[DATA TO PROCESS]
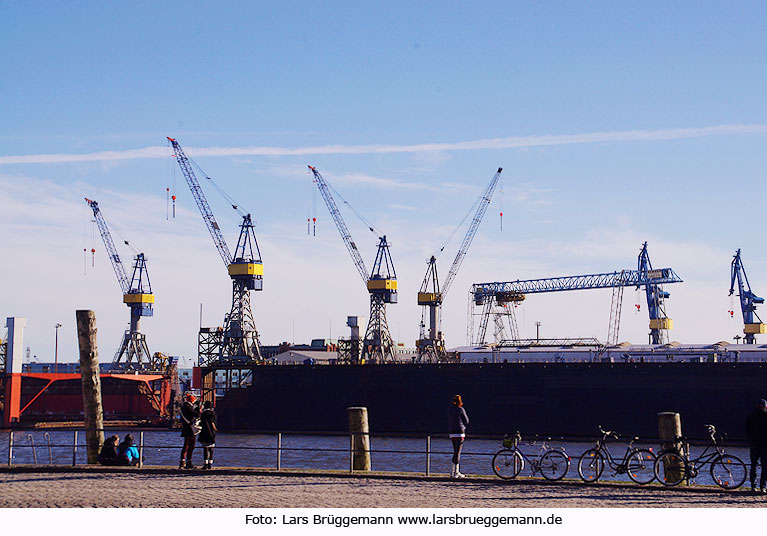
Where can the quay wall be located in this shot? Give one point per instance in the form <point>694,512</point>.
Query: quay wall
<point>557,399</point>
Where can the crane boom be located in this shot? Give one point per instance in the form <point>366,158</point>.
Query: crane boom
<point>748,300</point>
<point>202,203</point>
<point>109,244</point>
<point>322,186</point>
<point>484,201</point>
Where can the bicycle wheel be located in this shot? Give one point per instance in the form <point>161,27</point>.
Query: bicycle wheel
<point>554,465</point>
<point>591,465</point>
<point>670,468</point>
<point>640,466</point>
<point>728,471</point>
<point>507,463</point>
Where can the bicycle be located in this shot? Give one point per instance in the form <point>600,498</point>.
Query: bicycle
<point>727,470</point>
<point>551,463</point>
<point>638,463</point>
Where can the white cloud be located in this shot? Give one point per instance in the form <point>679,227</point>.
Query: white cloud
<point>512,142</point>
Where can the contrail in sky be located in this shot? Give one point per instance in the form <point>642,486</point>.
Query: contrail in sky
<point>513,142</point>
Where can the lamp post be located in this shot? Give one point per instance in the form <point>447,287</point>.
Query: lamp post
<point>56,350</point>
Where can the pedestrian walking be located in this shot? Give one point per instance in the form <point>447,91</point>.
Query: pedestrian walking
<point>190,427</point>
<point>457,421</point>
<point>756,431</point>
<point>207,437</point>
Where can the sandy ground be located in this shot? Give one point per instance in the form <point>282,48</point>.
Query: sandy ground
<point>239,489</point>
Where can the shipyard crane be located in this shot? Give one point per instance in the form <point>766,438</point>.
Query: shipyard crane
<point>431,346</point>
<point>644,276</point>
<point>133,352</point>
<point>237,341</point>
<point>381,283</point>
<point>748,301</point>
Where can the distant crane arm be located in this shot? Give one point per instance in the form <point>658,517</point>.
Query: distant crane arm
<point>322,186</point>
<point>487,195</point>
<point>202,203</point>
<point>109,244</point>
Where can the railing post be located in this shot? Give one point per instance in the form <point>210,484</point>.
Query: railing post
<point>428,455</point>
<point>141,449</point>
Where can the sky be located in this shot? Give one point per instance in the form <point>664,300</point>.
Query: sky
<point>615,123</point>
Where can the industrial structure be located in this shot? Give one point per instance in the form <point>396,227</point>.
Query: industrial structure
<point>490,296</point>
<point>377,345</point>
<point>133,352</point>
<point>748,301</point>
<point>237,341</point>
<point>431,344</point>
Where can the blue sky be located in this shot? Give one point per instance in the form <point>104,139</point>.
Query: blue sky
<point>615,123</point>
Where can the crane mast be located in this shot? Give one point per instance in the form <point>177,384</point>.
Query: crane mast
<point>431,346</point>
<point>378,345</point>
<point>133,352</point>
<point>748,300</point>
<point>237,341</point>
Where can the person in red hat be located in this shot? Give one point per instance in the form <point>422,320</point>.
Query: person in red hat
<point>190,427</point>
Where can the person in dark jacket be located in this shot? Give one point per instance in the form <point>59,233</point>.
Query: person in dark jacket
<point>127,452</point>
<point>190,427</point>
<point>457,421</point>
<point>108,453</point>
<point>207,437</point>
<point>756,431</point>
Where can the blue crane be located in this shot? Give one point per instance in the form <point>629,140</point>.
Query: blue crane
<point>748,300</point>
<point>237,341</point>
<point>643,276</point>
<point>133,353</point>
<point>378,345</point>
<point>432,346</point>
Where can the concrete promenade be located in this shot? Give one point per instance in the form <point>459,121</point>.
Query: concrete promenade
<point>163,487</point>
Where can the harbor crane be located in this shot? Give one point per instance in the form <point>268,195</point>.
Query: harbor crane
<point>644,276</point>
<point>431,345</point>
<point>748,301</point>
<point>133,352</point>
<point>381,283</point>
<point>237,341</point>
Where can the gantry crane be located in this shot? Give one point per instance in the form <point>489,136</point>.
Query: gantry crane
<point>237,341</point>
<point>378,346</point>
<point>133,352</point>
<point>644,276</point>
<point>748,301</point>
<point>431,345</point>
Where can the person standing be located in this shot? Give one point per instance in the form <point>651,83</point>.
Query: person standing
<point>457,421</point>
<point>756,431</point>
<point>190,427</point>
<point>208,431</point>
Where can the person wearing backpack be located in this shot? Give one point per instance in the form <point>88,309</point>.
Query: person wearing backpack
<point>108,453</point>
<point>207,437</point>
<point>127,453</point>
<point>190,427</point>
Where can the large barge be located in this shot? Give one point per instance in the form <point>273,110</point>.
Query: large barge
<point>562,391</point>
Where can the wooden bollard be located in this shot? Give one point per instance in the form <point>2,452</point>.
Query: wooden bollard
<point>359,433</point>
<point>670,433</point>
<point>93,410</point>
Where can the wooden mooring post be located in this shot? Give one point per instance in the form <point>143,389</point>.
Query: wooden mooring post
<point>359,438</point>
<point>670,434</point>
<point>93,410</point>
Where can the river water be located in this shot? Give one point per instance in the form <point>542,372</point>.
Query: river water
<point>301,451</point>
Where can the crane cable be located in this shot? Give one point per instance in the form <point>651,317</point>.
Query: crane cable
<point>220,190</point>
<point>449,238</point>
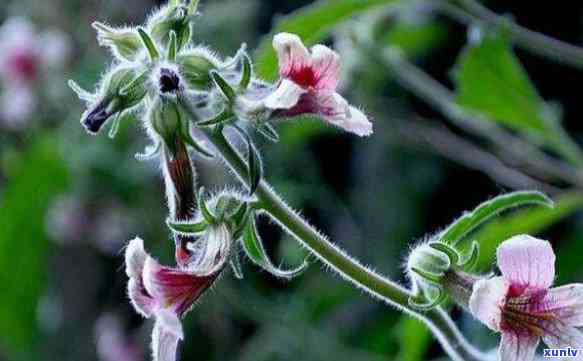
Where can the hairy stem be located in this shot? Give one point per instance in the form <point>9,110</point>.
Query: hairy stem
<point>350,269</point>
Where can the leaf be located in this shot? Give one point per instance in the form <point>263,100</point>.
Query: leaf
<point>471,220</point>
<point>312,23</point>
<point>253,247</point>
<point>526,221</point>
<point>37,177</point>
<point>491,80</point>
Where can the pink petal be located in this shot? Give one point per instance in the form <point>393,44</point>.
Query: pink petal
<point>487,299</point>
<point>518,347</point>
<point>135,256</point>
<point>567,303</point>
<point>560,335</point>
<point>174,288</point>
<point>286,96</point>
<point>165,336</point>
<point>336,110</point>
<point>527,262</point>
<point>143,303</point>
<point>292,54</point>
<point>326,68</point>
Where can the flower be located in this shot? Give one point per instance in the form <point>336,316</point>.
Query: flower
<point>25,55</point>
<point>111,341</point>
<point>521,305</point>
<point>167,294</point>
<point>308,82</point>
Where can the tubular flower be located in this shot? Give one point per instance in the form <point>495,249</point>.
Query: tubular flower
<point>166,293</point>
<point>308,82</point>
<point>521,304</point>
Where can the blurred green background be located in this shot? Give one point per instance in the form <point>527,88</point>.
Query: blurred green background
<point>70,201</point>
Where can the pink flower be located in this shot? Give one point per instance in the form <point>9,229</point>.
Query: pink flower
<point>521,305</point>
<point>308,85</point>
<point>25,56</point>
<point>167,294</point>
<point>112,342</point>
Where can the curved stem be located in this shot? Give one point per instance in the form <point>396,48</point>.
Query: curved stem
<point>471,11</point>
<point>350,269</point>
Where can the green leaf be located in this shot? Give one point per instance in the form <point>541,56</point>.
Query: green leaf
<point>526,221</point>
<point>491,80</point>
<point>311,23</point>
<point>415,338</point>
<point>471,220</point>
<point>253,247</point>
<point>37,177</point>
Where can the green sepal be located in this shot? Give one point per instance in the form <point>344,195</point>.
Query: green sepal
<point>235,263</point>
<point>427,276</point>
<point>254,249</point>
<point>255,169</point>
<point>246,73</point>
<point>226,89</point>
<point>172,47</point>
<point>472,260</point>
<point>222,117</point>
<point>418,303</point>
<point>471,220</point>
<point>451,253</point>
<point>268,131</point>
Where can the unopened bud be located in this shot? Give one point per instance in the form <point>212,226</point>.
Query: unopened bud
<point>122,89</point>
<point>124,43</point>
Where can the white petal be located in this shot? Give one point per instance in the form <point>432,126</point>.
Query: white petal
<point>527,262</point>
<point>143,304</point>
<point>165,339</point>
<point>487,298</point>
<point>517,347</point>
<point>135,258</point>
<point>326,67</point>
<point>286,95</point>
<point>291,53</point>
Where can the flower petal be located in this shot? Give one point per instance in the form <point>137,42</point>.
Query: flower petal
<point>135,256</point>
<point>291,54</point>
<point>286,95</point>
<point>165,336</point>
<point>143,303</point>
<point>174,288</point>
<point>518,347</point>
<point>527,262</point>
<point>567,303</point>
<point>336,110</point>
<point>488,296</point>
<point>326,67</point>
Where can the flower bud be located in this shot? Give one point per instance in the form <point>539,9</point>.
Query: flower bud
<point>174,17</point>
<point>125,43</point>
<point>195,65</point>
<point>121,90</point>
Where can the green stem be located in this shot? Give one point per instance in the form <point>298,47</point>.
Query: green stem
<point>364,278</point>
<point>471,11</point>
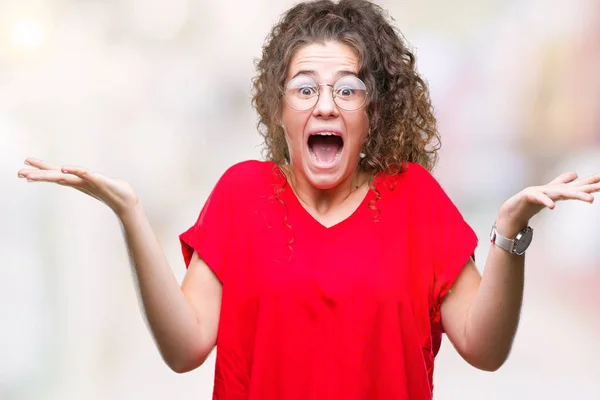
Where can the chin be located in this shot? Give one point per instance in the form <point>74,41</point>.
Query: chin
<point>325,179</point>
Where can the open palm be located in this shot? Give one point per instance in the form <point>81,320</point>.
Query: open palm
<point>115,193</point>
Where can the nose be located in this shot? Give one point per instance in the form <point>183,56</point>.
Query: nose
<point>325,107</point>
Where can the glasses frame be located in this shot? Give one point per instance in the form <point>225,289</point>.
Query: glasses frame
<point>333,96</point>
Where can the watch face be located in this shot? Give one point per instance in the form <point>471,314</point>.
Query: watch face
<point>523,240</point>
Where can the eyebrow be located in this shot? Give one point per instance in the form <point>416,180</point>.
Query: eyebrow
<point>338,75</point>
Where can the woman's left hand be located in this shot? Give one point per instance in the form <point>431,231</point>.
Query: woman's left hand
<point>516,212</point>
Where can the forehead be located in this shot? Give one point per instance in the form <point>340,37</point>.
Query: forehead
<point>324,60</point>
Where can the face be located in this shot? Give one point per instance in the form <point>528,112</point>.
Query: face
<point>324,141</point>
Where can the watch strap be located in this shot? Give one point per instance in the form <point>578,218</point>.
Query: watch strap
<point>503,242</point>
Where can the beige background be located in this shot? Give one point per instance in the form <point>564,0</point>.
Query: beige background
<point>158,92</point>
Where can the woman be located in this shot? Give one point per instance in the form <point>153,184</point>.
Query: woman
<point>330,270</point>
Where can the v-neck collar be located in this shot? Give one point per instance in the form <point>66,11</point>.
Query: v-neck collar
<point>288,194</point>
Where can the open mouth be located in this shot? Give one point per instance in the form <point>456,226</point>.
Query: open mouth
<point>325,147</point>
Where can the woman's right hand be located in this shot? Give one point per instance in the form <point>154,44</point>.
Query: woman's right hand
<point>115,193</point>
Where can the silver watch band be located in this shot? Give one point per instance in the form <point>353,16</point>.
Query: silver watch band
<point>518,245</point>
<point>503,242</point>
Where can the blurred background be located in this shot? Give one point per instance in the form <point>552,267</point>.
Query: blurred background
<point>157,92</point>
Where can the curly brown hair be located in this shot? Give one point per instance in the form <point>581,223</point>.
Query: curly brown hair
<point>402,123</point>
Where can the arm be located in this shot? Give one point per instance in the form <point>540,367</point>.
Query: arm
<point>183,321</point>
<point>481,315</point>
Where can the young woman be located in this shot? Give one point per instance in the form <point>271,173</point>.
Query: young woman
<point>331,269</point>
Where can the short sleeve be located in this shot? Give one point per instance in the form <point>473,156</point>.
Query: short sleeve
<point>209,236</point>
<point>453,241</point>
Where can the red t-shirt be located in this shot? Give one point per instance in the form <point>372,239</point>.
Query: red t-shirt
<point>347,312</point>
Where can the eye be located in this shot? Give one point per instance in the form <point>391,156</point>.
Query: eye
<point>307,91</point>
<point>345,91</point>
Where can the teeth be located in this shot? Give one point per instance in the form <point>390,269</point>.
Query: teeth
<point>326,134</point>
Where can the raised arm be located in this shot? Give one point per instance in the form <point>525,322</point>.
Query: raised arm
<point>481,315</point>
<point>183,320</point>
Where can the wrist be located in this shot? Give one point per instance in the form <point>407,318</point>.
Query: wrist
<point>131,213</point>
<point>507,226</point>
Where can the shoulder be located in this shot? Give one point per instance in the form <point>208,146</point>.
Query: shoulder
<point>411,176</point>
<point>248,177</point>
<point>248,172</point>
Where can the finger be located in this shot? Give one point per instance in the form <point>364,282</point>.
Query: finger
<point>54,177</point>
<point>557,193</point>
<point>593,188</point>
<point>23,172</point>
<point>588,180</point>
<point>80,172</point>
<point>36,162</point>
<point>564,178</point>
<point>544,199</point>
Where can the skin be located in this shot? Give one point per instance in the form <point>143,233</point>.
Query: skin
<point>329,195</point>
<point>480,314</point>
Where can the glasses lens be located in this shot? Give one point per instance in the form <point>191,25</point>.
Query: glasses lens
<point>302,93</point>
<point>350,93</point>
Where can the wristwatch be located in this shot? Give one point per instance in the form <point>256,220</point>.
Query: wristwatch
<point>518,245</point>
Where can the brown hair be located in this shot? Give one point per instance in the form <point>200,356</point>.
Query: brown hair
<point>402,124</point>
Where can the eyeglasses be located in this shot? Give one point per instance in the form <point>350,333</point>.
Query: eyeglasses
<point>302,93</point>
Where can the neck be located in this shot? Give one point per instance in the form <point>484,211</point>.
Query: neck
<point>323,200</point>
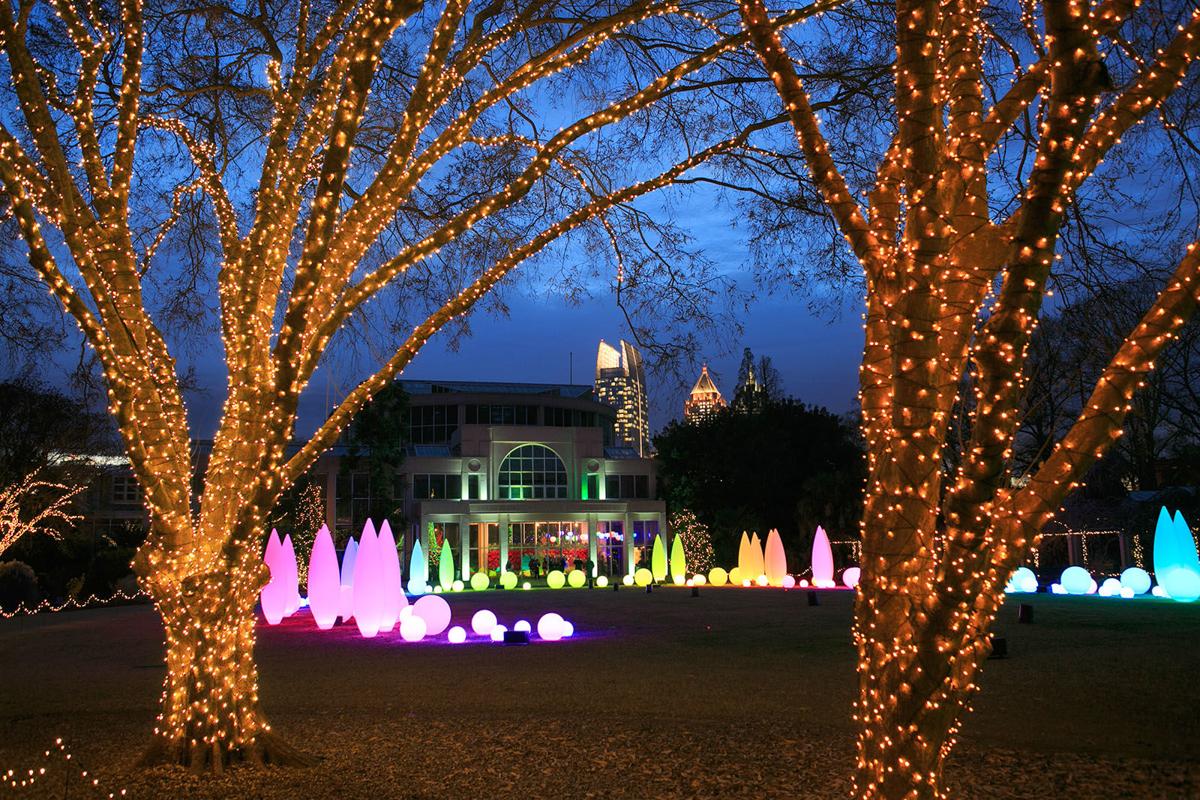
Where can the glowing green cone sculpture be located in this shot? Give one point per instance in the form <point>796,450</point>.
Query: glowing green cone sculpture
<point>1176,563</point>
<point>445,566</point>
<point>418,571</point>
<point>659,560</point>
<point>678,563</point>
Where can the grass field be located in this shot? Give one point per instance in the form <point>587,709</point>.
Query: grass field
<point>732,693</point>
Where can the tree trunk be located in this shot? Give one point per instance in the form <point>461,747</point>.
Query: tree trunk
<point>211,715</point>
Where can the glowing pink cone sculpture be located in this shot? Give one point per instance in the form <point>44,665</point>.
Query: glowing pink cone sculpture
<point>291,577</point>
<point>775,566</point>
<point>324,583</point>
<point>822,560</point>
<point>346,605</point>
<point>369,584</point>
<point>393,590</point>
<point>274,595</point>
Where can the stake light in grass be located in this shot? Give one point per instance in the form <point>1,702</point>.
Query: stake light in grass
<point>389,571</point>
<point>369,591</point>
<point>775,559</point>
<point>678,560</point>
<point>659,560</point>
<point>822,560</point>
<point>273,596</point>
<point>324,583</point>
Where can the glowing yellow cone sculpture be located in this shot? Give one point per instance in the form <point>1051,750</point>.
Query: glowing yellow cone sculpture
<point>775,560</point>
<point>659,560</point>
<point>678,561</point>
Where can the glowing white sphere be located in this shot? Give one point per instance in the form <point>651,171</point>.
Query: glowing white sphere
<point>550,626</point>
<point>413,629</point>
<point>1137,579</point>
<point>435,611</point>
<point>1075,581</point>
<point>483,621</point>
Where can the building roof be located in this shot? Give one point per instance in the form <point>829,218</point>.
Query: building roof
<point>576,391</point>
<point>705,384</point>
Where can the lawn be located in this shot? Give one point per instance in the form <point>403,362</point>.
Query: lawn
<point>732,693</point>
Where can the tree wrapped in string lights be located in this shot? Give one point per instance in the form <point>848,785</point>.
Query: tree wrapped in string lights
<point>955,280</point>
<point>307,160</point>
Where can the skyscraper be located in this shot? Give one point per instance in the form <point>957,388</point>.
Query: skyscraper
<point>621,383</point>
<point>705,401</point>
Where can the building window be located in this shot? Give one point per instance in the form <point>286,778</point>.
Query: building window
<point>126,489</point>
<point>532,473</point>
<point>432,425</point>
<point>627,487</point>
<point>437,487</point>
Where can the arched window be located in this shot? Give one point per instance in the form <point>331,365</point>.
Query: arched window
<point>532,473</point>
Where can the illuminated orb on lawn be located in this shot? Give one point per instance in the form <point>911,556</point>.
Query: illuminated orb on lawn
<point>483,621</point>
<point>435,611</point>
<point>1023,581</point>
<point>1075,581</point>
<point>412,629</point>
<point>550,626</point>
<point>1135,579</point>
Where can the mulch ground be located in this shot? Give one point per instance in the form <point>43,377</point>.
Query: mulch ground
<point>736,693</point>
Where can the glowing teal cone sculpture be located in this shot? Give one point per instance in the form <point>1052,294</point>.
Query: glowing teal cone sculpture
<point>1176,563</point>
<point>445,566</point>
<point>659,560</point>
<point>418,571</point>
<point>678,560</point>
[/DATA TO PROCESS]
The reply should hold only the lines of the listing above starting at the line containing "Where can the glowing yellow" and ending at the line containing "Where can the building roof", exactly as written.

Where can the glowing yellow cone sculpture be located in this shot? Give one point per instance in the form <point>1051,750</point>.
Query: glowing yellow cone sculpture
<point>775,560</point>
<point>659,560</point>
<point>678,561</point>
Where can the glowing white sphere be located in this shot? Give one point per instance in the form <point>651,171</point>.
Query: glowing white sphere
<point>550,626</point>
<point>413,629</point>
<point>1137,579</point>
<point>435,611</point>
<point>1075,581</point>
<point>483,621</point>
Where can the building roof be located in this shot? Give one point per instance in the form <point>829,218</point>.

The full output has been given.